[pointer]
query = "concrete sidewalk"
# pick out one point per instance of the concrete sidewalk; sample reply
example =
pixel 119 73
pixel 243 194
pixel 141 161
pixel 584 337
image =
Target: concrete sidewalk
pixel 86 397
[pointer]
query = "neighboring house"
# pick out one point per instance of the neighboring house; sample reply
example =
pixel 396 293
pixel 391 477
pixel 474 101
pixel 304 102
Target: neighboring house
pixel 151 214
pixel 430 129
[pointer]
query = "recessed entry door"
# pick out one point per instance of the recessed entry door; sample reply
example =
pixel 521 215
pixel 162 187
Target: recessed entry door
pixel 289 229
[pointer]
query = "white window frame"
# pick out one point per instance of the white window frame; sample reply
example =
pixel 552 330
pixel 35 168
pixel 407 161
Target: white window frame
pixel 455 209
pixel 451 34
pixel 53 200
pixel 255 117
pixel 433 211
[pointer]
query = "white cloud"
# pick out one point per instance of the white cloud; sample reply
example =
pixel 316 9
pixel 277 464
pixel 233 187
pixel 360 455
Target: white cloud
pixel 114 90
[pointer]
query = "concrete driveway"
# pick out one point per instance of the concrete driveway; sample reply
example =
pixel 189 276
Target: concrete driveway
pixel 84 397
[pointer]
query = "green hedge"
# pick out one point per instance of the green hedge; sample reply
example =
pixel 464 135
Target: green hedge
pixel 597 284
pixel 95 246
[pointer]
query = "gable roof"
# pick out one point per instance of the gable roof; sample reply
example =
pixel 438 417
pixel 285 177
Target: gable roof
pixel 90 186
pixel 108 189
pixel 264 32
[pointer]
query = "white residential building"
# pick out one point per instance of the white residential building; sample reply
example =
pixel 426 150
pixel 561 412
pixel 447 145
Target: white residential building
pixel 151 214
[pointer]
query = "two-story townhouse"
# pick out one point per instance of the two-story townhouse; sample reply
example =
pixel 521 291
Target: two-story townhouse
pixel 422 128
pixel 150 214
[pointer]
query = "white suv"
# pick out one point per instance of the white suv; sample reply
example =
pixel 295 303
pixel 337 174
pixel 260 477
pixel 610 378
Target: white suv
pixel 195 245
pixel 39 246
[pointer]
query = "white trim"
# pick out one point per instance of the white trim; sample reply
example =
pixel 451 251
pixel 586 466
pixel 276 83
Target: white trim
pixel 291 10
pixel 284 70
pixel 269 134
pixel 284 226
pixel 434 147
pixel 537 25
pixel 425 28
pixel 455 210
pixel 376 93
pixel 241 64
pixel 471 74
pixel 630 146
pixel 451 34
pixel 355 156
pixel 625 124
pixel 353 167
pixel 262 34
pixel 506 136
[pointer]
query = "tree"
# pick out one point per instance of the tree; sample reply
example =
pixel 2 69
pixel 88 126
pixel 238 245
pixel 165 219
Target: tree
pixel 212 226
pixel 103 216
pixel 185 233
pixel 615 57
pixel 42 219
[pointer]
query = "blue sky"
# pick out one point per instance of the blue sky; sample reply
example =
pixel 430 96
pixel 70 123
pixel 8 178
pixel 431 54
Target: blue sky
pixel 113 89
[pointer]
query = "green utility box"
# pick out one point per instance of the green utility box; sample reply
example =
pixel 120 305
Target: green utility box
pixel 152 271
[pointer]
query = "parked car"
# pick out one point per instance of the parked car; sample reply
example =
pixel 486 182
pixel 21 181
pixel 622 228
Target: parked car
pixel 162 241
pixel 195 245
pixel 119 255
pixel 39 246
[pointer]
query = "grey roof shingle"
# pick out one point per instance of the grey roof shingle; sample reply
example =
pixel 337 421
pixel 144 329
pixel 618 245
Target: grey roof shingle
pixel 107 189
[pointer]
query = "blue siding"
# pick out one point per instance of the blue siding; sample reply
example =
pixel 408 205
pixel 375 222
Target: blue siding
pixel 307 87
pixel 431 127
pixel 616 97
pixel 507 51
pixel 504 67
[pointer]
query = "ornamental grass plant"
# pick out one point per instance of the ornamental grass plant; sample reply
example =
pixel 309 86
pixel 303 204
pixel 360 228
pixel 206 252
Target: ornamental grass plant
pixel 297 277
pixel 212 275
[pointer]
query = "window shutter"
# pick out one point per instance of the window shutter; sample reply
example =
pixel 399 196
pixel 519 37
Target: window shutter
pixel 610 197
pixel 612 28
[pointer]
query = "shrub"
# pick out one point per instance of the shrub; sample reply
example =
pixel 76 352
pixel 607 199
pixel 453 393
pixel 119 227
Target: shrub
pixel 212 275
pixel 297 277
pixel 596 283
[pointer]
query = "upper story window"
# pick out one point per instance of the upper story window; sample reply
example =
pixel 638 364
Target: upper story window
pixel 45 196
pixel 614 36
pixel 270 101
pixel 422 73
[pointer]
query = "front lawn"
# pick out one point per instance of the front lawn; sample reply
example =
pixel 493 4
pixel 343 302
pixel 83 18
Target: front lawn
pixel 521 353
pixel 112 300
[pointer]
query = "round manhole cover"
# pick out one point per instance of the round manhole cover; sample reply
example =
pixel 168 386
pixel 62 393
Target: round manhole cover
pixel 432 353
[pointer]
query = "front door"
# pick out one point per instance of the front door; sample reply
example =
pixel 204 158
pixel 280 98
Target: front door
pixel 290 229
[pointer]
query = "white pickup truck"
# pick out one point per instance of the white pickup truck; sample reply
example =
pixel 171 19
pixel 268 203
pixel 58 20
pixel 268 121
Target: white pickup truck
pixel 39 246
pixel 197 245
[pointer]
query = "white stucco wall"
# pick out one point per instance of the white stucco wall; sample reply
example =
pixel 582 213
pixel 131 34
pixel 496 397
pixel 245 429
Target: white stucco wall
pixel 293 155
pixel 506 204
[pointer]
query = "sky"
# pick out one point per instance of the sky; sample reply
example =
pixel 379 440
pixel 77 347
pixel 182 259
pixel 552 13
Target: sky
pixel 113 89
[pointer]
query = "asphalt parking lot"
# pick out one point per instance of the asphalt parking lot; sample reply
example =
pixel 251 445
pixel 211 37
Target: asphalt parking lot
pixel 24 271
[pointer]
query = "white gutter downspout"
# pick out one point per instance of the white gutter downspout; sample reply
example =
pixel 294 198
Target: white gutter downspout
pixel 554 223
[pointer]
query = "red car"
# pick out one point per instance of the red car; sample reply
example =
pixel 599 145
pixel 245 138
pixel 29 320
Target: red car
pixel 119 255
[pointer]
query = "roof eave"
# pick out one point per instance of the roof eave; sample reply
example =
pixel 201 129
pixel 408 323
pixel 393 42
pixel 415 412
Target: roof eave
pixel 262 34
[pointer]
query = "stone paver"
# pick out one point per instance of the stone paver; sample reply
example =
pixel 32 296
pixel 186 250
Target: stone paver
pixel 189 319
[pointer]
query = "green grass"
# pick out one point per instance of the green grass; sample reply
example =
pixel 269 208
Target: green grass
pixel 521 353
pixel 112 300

+ + + + +

#### Work to be completed:
Arrange every line of the records above into a Markdown table with two columns, Row and Line. Number the rows and skip any blank lines.

#### Exercise output:
| Row | Line |
|---|---|
| 1 | [pointer] |
| 2 | query = "concrete sidewalk" |
| 3 | # pick out one point per instance of the concrete sidewalk; sample reply |
| 4 | example = |
| 5 | pixel 119 73 |
| 6 | pixel 243 194 |
| 7 | pixel 141 161 |
| 8 | pixel 584 337 |
| 9 | image = |
| 10 | Target: concrete sidewalk |
| 11 | pixel 86 397 |
| 12 | [pointer] |
| 13 | query = "neighboring house" |
| 14 | # pick out one point per instance of the neighboring house; sample reply |
| 15 | example = |
| 16 | pixel 396 293 |
| 17 | pixel 391 477 |
| 18 | pixel 474 101 |
| 19 | pixel 304 102 |
| 20 | Target: neighboring house |
| 21 | pixel 151 214 |
| 22 | pixel 430 129 |
| 23 | [pointer] |
| 24 | query = "recessed entry door" |
| 25 | # pick out one point per instance of the recessed entry door; sample reply |
| 26 | example = |
| 27 | pixel 521 215 |
| 28 | pixel 162 187 |
| 29 | Target: recessed entry door |
| 30 | pixel 289 229 |
| 31 | [pointer] |
| 32 | query = "white window frame" |
| 33 | # pick out one point per instance of the white window frame; sample reply |
| 34 | example = |
| 35 | pixel 552 330 |
| 36 | pixel 35 168 |
| 37 | pixel 407 161 |
| 38 | Target: white window frame |
| 39 | pixel 455 209 |
| 40 | pixel 451 34 |
| 41 | pixel 53 200 |
| 42 | pixel 255 117 |
| 43 | pixel 433 211 |
| 44 | [pointer] |
| 45 | query = "white cloud" |
| 46 | # pick out one point per instance of the white cloud; sample reply |
| 47 | example = |
| 48 | pixel 316 9 |
| 49 | pixel 277 464 |
| 50 | pixel 233 187 |
| 51 | pixel 360 455 |
| 52 | Target: white cloud |
| 53 | pixel 114 90 |
| 54 | [pointer] |
| 55 | query = "concrete driveway" |
| 56 | # pick out one point per instance of the concrete driveway; sample reply |
| 57 | example = |
| 58 | pixel 189 276 |
| 59 | Target: concrete driveway |
| 60 | pixel 84 397 |
| 61 | [pointer] |
| 62 | query = "green hedge" |
| 63 | # pick out one point per instance of the green hedge; sample reply |
| 64 | example = |
| 65 | pixel 464 135 |
| 66 | Target: green hedge |
| 67 | pixel 597 284 |
| 68 | pixel 95 246 |
| 69 | [pointer] |
| 70 | query = "gable roof" |
| 71 | # pick out one point per instance of the gable roof; sample reply |
| 72 | example = |
| 73 | pixel 438 417 |
| 74 | pixel 285 177 |
| 75 | Target: gable roof |
| 76 | pixel 90 186 |
| 77 | pixel 108 189 |
| 78 | pixel 264 32 |
| 79 | [pointer] |
| 80 | query = "white residential building" |
| 81 | # pick out one point per instance of the white residential building; sample reply |
| 82 | example = |
| 83 | pixel 426 150 |
| 84 | pixel 561 412 |
| 85 | pixel 447 145 |
| 86 | Target: white residential building |
| 87 | pixel 151 214 |
| 88 | [pointer] |
| 89 | query = "two-story townhouse" |
| 90 | # pick out one point per instance of the two-story townhouse; sample reply |
| 91 | example = |
| 92 | pixel 521 291 |
| 93 | Target: two-story townhouse |
| 94 | pixel 422 128 |
| 95 | pixel 150 214 |
| 96 | [pointer] |
| 97 | query = "white suv" |
| 98 | # pick out one point per instance of the white suv; sample reply |
| 99 | example = |
| 100 | pixel 295 303 |
| 101 | pixel 337 174 |
| 102 | pixel 260 477 |
| 103 | pixel 610 378 |
| 104 | Target: white suv |
| 105 | pixel 195 245 |
| 106 | pixel 39 246 |
| 107 | [pointer] |
| 108 | query = "white trim" |
| 109 | # pick out one point per instance of the white trim; sample reply |
| 110 | example = |
| 111 | pixel 451 251 |
| 112 | pixel 586 466 |
| 113 | pixel 276 83 |
| 114 | Target: white trim |
| 115 | pixel 291 10 |
| 116 | pixel 284 70 |
| 117 | pixel 269 134 |
| 118 | pixel 284 226 |
| 119 | pixel 434 147 |
| 120 | pixel 537 25 |
| 121 | pixel 425 28 |
| 122 | pixel 455 210 |
| 123 | pixel 376 93 |
| 124 | pixel 241 64 |
| 125 | pixel 471 74 |
| 126 | pixel 630 146 |
| 127 | pixel 451 34 |
| 128 | pixel 355 156 |
| 129 | pixel 625 124 |
| 130 | pixel 353 167 |
| 131 | pixel 262 34 |
| 132 | pixel 506 136 |
| 133 | [pointer] |
| 134 | query = "tree" |
| 135 | # pick out one point per instance of the tree; sample reply |
| 136 | example = |
| 137 | pixel 2 69 |
| 138 | pixel 88 126 |
| 139 | pixel 238 245 |
| 140 | pixel 165 219 |
| 141 | Target: tree |
| 142 | pixel 212 226 |
| 143 | pixel 103 216 |
| 144 | pixel 185 233 |
| 145 | pixel 615 57 |
| 146 | pixel 42 219 |
| 147 | [pointer] |
| 148 | query = "blue sky" |
| 149 | # pick out one point per instance of the blue sky; sample reply |
| 150 | example = |
| 151 | pixel 430 96 |
| 152 | pixel 70 123 |
| 153 | pixel 8 178 |
| 154 | pixel 431 54 |
| 155 | Target: blue sky |
| 156 | pixel 113 89 |
| 157 | [pointer] |
| 158 | query = "green utility box" |
| 159 | # pick out one point per instance of the green utility box; sample reply |
| 160 | example = |
| 161 | pixel 120 305 |
| 162 | Target: green utility box |
| 163 | pixel 152 271 |
| 164 | [pointer] |
| 165 | query = "parked car" |
| 166 | # pick out one point per instance of the parked car; sample reply |
| 167 | example = |
| 168 | pixel 486 182 |
| 169 | pixel 21 181 |
| 170 | pixel 622 228 |
| 171 | Target: parked car |
| 172 | pixel 162 241 |
| 173 | pixel 195 245 |
| 174 | pixel 119 255 |
| 175 | pixel 39 246 |
| 176 | [pointer] |
| 177 | query = "grey roof shingle" |
| 178 | # pick out one point per instance of the grey roof shingle; sample reply |
| 179 | example = |
| 180 | pixel 337 421 |
| 181 | pixel 144 329 |
| 182 | pixel 618 245 |
| 183 | Target: grey roof shingle |
| 184 | pixel 107 189 |
| 185 | [pointer] |
| 186 | query = "blue siding" |
| 187 | # pick out one point per instance of the blue siding; sample reply |
| 188 | example = |
| 189 | pixel 408 205 |
| 190 | pixel 375 222 |
| 191 | Target: blue siding |
| 192 | pixel 307 87 |
| 193 | pixel 431 127 |
| 194 | pixel 616 97 |
| 195 | pixel 507 51 |
| 196 | pixel 504 67 |
| 197 | [pointer] |
| 198 | query = "ornamental grass plant" |
| 199 | # pick out one point per instance of the ornamental grass plant; sample reply |
| 200 | example = |
| 201 | pixel 309 86 |
| 202 | pixel 303 204 |
| 203 | pixel 360 228 |
| 204 | pixel 206 252 |
| 205 | Target: ornamental grass plant |
| 206 | pixel 297 277 |
| 207 | pixel 212 275 |
| 208 | [pointer] |
| 209 | query = "window shutter" |
| 210 | # pick out one point per instance of the window shutter; sample reply |
| 211 | example = |
| 212 | pixel 399 196 |
| 213 | pixel 519 37 |
| 214 | Target: window shutter |
| 215 | pixel 610 197 |
| 216 | pixel 612 28 |
| 217 | [pointer] |
| 218 | query = "shrub" |
| 219 | # pick out one point per instance of the shrub; sample reply |
| 220 | example = |
| 221 | pixel 76 352 |
| 222 | pixel 607 199 |
| 223 | pixel 453 393 |
| 224 | pixel 119 227 |
| 225 | Target: shrub |
| 226 | pixel 212 275 |
| 227 | pixel 297 277 |
| 228 | pixel 596 283 |
| 229 | [pointer] |
| 230 | query = "upper story window" |
| 231 | # pick out one point per instance of the upper story window; sample reply |
| 232 | example = |
| 233 | pixel 638 364 |
| 234 | Target: upper story window |
| 235 | pixel 45 196 |
| 236 | pixel 614 36 |
| 237 | pixel 270 101 |
| 238 | pixel 422 73 |
| 239 | [pointer] |
| 240 | query = "front lawn" |
| 241 | # pick out one point per instance of the front lawn; sample reply |
| 242 | example = |
| 243 | pixel 493 4 |
| 244 | pixel 343 302 |
| 245 | pixel 83 18 |
| 246 | Target: front lawn |
| 247 | pixel 521 353 |
| 248 | pixel 112 300 |
| 249 | [pointer] |
| 250 | query = "round manhole cover" |
| 251 | # pick out one point per instance of the round manhole cover; sample reply |
| 252 | example = |
| 253 | pixel 168 386 |
| 254 | pixel 62 393 |
| 255 | Target: round manhole cover |
| 256 | pixel 432 353 |
| 257 | [pointer] |
| 258 | query = "front door" |
| 259 | # pick out one point per instance of the front door; sample reply |
| 260 | example = |
| 261 | pixel 204 158 |
| 262 | pixel 280 98 |
| 263 | Target: front door |
| 264 | pixel 290 229 |
| 265 | [pointer] |
| 266 | query = "white pickup truck" |
| 267 | # pick out one point per instance of the white pickup truck; sample reply |
| 268 | example = |
| 269 | pixel 171 19 |
| 270 | pixel 268 203 |
| 271 | pixel 58 20 |
| 272 | pixel 268 121 |
| 273 | Target: white pickup truck |
| 274 | pixel 39 246 |
| 275 | pixel 197 245 |
| 276 | [pointer] |
| 277 | query = "white stucco wall" |
| 278 | # pick out one point per instance of the white stucco wall; sample reply |
| 279 | example = |
| 280 | pixel 582 213 |
| 281 | pixel 131 34 |
| 282 | pixel 496 397 |
| 283 | pixel 245 429 |
| 284 | Target: white stucco wall |
| 285 | pixel 293 155 |
| 286 | pixel 506 204 |
| 287 | [pointer] |
| 288 | query = "sky" |
| 289 | # pick out one point per instance of the sky; sample reply |
| 290 | example = |
| 291 | pixel 379 440 |
| 292 | pixel 77 347 |
| 293 | pixel 182 259 |
| 294 | pixel 552 13 |
| 295 | Target: sky |
| 296 | pixel 113 89 |
| 297 | [pointer] |
| 298 | query = "asphalt parking lot" |
| 299 | # pick out one point per instance of the asphalt parking lot; sample reply |
| 300 | example = |
| 301 | pixel 251 445 |
| 302 | pixel 211 37 |
| 303 | Target: asphalt parking lot |
| 304 | pixel 24 271 |
| 305 | [pointer] |
| 306 | query = "white gutter downspout" |
| 307 | # pick out one point per instance of the white gutter downspout; sample reply |
| 308 | example = |
| 309 | pixel 294 198 |
| 310 | Target: white gutter downspout |
| 311 | pixel 554 223 |
| 312 | [pointer] |
| 313 | query = "red car" |
| 314 | # pick out one point per instance of the red car; sample reply |
| 315 | example = |
| 316 | pixel 599 145 |
| 317 | pixel 245 138 |
| 318 | pixel 29 320 |
| 319 | Target: red car |
| 320 | pixel 119 255 |
| 321 | [pointer] |
| 322 | query = "roof eave" |
| 323 | # pick out one point per instance of the roof eave; sample reply |
| 324 | example = |
| 325 | pixel 201 129 |
| 326 | pixel 408 323 |
| 327 | pixel 393 42 |
| 328 | pixel 415 412 |
| 329 | Target: roof eave |
| 330 | pixel 262 34 |
| 331 | [pointer] |
| 332 | query = "stone paver" |
| 333 | # pick out one point per instance of the stone paver; sample reply |
| 334 | example = |
| 335 | pixel 32 296 |
| 336 | pixel 186 250 |
| 337 | Target: stone paver |
| 338 | pixel 189 319 |
| 339 | [pointer] |
| 340 | query = "green grass" |
| 341 | # pick out one point per instance of the green grass; sample reply |
| 342 | example = |
| 343 | pixel 269 208 |
| 344 | Target: green grass |
| 345 | pixel 521 353 |
| 346 | pixel 112 300 |